Stated exercise 1:
In the Middle East negotiation passage, reproduce word for word the part that begins at the words "After nearly fifteen" and stops after the words "so tantalizingly near.".
Stated exercise 2:
According to the Middle East negotiation passage, on which floor of the King David Hotel was the suite where the three men reviewed their position?

--- START Document segment ---

In my suite on the sixth floor of the King David Hotel, the three of us reviewed where we stood. Dinitz and Eban, violating the fundamental Israeli principle of treating every concession as if it were only Israel’s due, confessed their astonishment that so much progress had been made in so limited a time. Products of a freewheeling democracy, they had as yet no framework for grasping the sweeping gestures possible in a more authoritarian system, which were characteristic of Sadat and which were to startle them again and again. When I mentioned the figure of thirty tanks across the Canal, Dinitz asked revealingly: “You mean he did not start by asking for 300?” Sadat generally did not haggle; like Zhou Enlai, with whom he otherwise had little in common, he started with his real position and rarely moved from it. I did not stress this aspect of Sadat’s tactics in Jerusalem lest my interlocutors — to whom Sadat was still like a being from another planet — accuse me of insufficient vigilance in reducing Sadat’s opening position. It was left that the Israeli negotiating team would discuss my report overnight and let me have their reaction in the morning. I might be able to return to Aswan the following evening.
After nearly fifteen hours of nonstop negotiations in two countries, I sent off a report to President Nixon. I also sent another briefing message to Dobrynin via Scowcroft. I told Dobrynin that progress was being made, though once again I left it open toward what. That point was not specified as well in briefing messages to the foreign ministers of Britain, France, and the Federal Republic of Germany. I did not want to court a repetition of earlier European initiatives that might cut across the agreement now so tantalizingly near.
I awakened Tuesday morning to a message from Scowcroft, who urged, on the basis of the report I had sent Nixon the previous night, that I not conclude an agreement without demonstrating Presidential involvement. This required — in Scowcroft’s view and in Haig’s — that I return to Washington, receive some publicized Presidential instruction, and then complete the negotiation. But that was out of the question. If I left the area for three days — the minimum necessary — the fragile compromises emerging might well break apart. The new Israeli Parliament would assemble in five days’ time and probably extract from the government a statement of the limitations on deployments the premature publication of which Sadat had said would prevent him from signing. Sadat would either have to postpone his trip through the Arab world, which would be construed as a confession of failure, or he would have to hedge against stalemate by a rhetoric that preserved his options. In Israel, the whole negotiation would become submerged in the laborious process of forming a new cabinet, which would start then. Publicly, my departure from the area might be interpreted as evidence of a deadlock. In short, leaving the area risked too much.

--- END Document segment ---
--- START Supplied material ---

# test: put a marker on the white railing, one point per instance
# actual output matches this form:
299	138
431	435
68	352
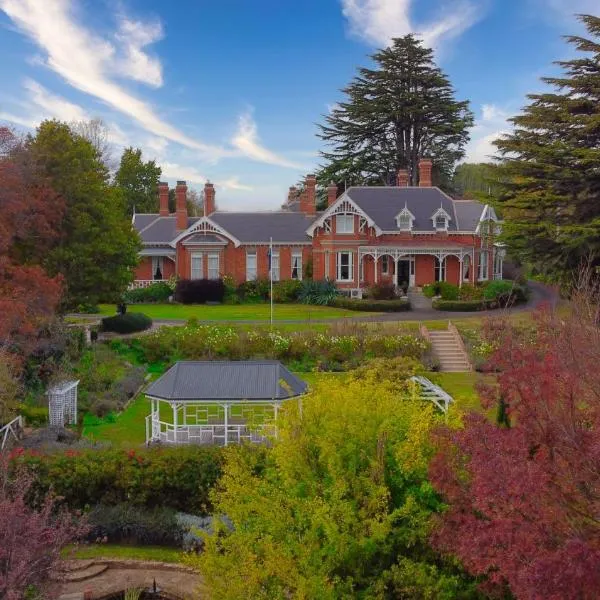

--- END Supplied material ---

Exercise answer 1:
After nearly fifteen hours of nonstop negotiations in two countries, I sent off a report to President Nixon. I also sent another briefing message to Dobrynin via Scowcroft. I told Dobrynin that progress was being made, though once again I left it open toward what. That point was not specified as well in briefing messages to the foreign ministers of Britain, France, and the Federal Republic of Germany. I did not want to court a repetition of earlier European initiatives that might cut across the agreement now so tantalizingly near.

Exercise answer 2:
The sixth floor.